_Raw records_
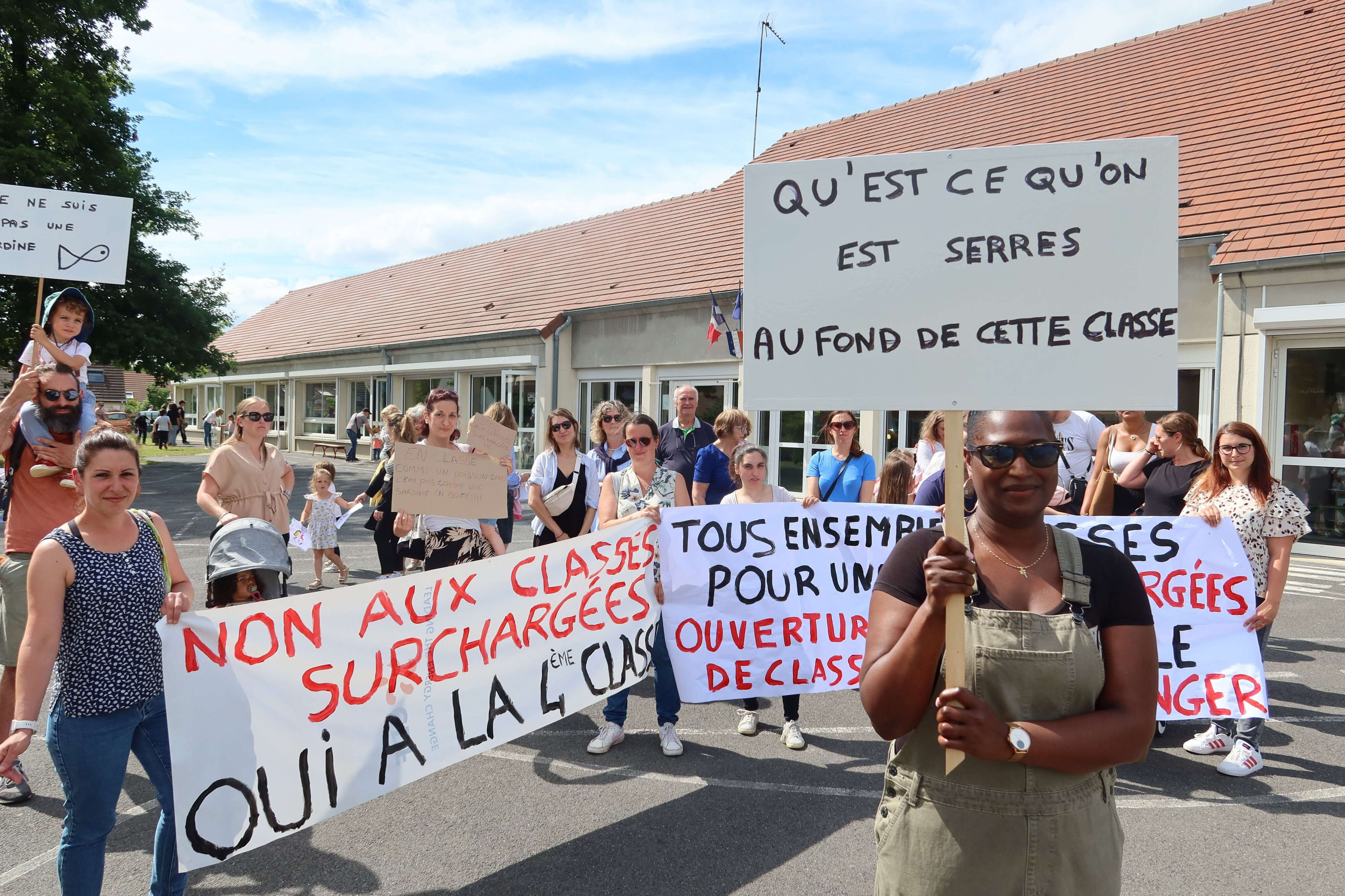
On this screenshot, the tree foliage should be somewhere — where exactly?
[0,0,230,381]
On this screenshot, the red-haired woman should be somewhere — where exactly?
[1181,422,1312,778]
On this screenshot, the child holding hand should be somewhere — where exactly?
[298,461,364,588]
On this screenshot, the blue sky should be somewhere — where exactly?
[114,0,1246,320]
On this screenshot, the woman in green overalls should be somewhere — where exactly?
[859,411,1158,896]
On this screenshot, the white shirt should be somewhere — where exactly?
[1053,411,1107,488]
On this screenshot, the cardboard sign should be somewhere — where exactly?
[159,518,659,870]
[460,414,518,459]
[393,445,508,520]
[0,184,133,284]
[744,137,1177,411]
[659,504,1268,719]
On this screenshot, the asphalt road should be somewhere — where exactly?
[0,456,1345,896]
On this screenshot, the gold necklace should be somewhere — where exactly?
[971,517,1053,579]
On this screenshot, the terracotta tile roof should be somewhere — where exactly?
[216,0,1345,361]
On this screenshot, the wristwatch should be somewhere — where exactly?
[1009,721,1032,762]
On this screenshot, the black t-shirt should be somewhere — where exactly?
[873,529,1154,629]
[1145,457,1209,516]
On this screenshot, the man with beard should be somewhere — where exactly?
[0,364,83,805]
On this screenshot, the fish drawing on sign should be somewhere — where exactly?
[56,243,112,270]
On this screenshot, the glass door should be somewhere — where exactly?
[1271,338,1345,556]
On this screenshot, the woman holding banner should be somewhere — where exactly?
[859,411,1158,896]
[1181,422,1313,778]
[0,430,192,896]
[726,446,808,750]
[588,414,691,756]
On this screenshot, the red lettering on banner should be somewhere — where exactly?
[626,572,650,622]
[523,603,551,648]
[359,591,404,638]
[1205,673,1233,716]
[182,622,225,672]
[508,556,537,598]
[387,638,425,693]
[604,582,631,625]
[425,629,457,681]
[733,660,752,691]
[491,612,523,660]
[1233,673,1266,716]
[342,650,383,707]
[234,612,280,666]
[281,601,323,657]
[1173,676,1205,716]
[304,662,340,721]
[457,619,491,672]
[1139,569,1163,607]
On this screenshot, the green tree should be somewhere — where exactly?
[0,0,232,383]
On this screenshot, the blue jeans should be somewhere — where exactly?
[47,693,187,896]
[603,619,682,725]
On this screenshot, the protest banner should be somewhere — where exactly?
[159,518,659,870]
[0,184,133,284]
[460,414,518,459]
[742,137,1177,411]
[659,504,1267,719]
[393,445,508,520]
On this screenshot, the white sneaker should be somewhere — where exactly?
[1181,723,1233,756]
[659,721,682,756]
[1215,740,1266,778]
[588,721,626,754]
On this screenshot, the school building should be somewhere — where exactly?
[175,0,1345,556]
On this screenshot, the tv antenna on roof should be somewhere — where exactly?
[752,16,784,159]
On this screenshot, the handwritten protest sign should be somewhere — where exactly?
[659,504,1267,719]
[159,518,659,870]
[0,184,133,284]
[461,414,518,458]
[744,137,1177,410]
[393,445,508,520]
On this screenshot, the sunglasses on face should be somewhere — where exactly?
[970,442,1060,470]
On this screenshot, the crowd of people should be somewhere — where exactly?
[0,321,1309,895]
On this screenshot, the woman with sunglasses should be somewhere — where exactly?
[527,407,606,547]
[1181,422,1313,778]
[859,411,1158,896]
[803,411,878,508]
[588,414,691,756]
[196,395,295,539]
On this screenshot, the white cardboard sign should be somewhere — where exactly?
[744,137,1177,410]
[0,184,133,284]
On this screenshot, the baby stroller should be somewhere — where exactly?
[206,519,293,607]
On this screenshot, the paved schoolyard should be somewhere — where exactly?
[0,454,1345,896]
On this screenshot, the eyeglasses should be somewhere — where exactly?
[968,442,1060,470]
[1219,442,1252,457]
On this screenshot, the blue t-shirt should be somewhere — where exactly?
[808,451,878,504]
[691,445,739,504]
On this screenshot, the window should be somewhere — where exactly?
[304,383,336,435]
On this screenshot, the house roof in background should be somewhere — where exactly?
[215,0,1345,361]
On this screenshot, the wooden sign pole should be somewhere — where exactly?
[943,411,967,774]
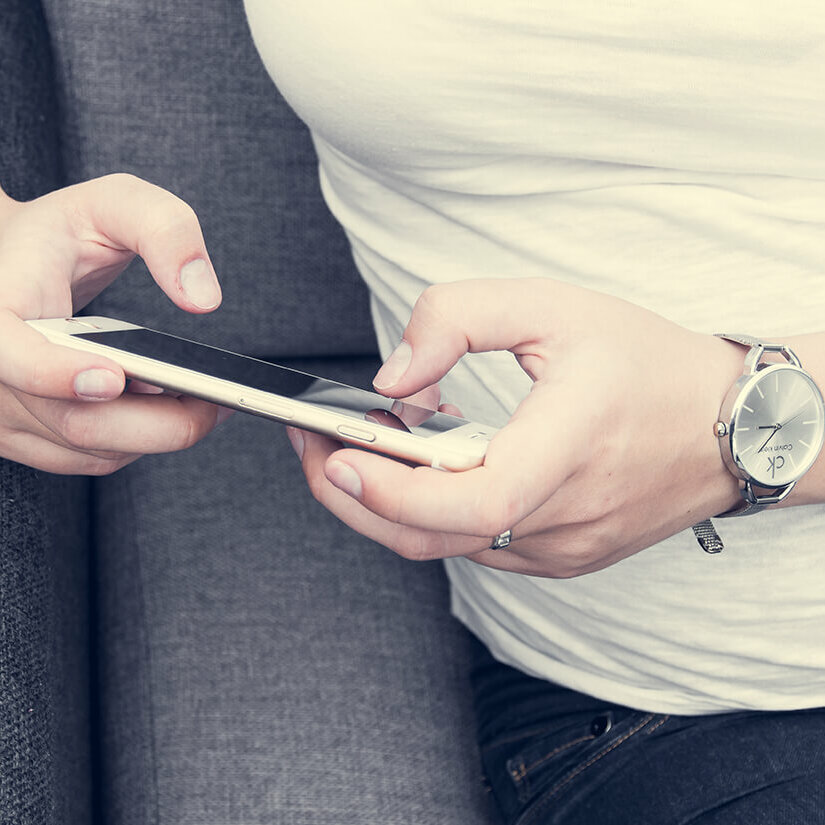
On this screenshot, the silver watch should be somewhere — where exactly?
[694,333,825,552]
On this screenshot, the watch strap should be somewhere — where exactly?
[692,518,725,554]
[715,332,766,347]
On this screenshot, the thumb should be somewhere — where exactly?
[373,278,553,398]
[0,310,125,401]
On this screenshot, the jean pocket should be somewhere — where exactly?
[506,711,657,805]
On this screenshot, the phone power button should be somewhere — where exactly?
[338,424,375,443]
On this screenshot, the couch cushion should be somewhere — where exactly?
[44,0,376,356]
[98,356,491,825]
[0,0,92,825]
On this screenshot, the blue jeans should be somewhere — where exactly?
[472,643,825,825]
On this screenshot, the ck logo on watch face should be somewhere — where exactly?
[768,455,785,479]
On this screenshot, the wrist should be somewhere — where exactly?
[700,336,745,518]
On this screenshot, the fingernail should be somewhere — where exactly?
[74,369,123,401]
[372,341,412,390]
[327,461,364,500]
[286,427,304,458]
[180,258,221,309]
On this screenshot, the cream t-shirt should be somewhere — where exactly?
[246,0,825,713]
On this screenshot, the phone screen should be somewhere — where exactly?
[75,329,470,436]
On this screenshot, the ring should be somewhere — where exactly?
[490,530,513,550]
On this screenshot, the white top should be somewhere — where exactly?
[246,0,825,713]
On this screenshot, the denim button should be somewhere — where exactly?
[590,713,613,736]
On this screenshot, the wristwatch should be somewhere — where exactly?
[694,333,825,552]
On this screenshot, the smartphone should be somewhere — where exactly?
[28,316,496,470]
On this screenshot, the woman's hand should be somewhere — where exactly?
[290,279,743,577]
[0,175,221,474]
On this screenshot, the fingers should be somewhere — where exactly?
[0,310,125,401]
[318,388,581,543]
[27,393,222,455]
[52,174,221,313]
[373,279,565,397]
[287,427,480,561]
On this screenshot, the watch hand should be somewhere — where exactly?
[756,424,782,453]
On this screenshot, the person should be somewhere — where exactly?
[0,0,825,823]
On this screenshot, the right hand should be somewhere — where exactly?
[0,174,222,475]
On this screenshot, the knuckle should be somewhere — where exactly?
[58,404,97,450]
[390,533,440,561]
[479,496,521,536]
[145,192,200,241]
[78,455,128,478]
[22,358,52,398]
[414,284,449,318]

...

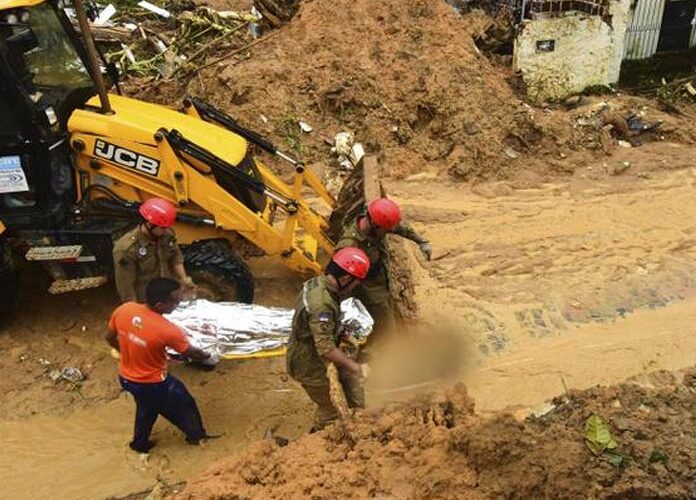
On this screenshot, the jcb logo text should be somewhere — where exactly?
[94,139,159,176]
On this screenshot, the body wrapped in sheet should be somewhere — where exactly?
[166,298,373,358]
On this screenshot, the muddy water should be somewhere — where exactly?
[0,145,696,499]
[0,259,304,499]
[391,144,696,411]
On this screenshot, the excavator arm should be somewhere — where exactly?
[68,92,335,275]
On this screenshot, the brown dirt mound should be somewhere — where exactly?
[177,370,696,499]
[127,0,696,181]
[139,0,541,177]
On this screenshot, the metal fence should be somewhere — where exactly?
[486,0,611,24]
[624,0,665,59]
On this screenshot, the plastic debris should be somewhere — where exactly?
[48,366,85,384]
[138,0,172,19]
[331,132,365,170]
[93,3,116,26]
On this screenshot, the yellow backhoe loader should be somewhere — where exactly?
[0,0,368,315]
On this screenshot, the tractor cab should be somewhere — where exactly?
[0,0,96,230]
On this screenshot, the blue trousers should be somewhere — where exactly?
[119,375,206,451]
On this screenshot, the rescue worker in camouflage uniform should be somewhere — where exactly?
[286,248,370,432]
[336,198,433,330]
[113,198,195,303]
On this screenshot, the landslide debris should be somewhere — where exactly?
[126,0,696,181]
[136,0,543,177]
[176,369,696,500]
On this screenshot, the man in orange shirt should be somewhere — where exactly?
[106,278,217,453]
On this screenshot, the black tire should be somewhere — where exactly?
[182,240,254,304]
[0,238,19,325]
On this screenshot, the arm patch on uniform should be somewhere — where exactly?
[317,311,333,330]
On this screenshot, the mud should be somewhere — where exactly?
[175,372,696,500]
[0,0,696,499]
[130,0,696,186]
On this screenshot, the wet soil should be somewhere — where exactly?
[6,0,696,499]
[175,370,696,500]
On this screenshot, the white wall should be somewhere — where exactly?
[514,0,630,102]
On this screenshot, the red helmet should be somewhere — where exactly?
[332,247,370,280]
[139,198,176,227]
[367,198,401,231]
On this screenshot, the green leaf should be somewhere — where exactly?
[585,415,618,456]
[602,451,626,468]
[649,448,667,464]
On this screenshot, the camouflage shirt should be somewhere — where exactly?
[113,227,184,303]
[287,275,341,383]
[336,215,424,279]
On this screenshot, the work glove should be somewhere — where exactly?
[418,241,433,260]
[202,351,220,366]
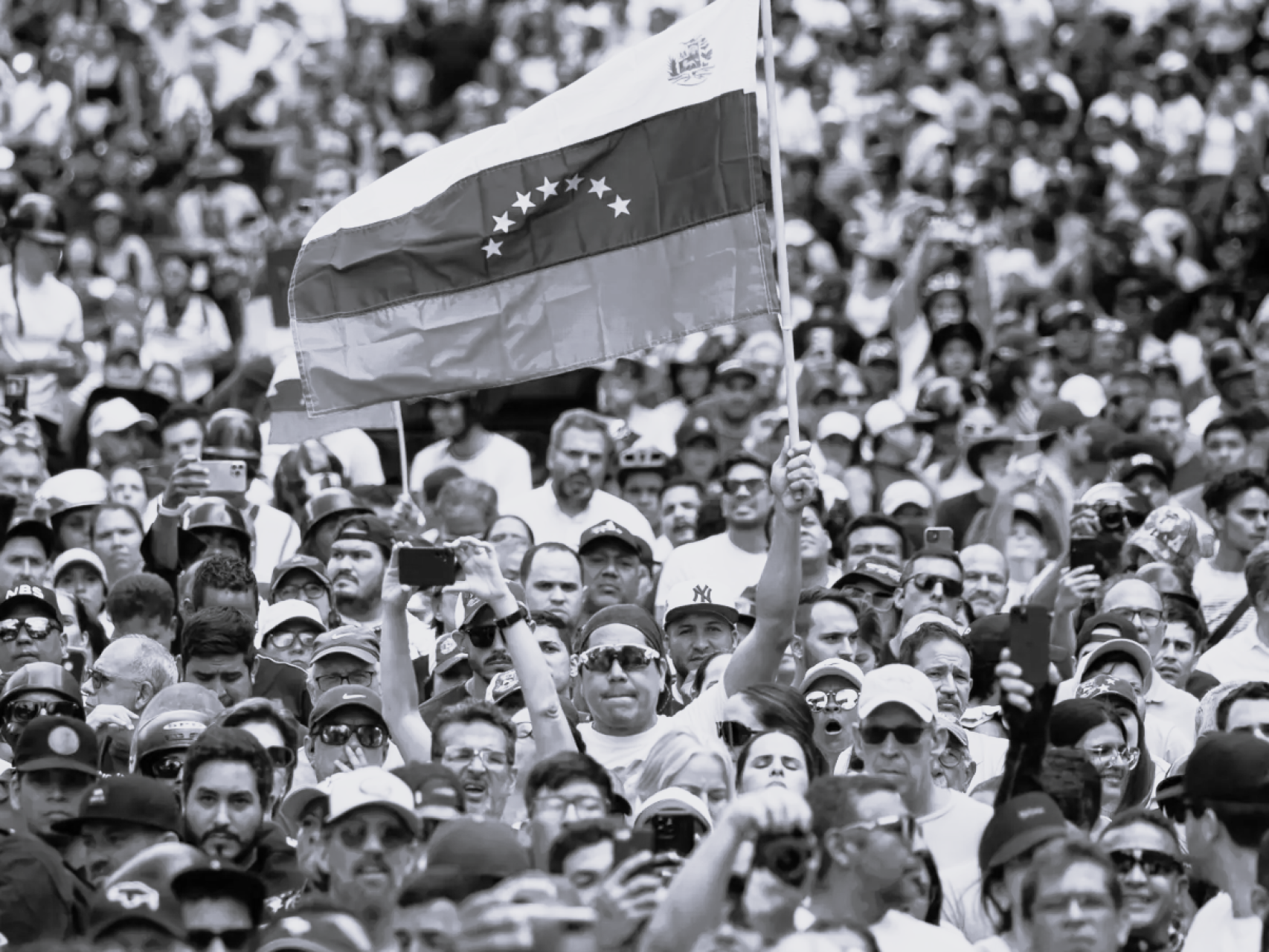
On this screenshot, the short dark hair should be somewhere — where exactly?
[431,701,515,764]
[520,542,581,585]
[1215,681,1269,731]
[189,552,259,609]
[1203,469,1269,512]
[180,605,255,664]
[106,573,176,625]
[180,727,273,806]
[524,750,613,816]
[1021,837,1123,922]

_What you should do_
Render the records starting at the line containing "On this screenshot, the blue trousers" and ending at the line containing "[106,278,217,453]" as a Markdown table with the columns "Row" and "Content". Give each line its own numbered row and leave out blank lines.

_Solution to this exercise_
| Row | Content |
|---|---|
| 1 | On this screenshot, the blue trousers should be somewhere — where exactly? |
| 2 | [119,375,206,451] |
| 3 | On this screenshot, the rescue worker in camouflage uniform should be somewhere — where exactly? |
| 4 | [286,248,370,432] |
| 5 | [336,198,433,330] |
| 6 | [113,198,195,303] |
| 7 | On this screenshot, the landslide debris should be somewhere — where exactly? |
| 8 | [126,0,696,181] |
| 9 | [136,0,543,177] |
| 10 | [176,369,696,500] |
| 11 | On this screenshot, the man in orange shirt should be somewhere — where exactly? |
| 12 | [106,278,217,453] |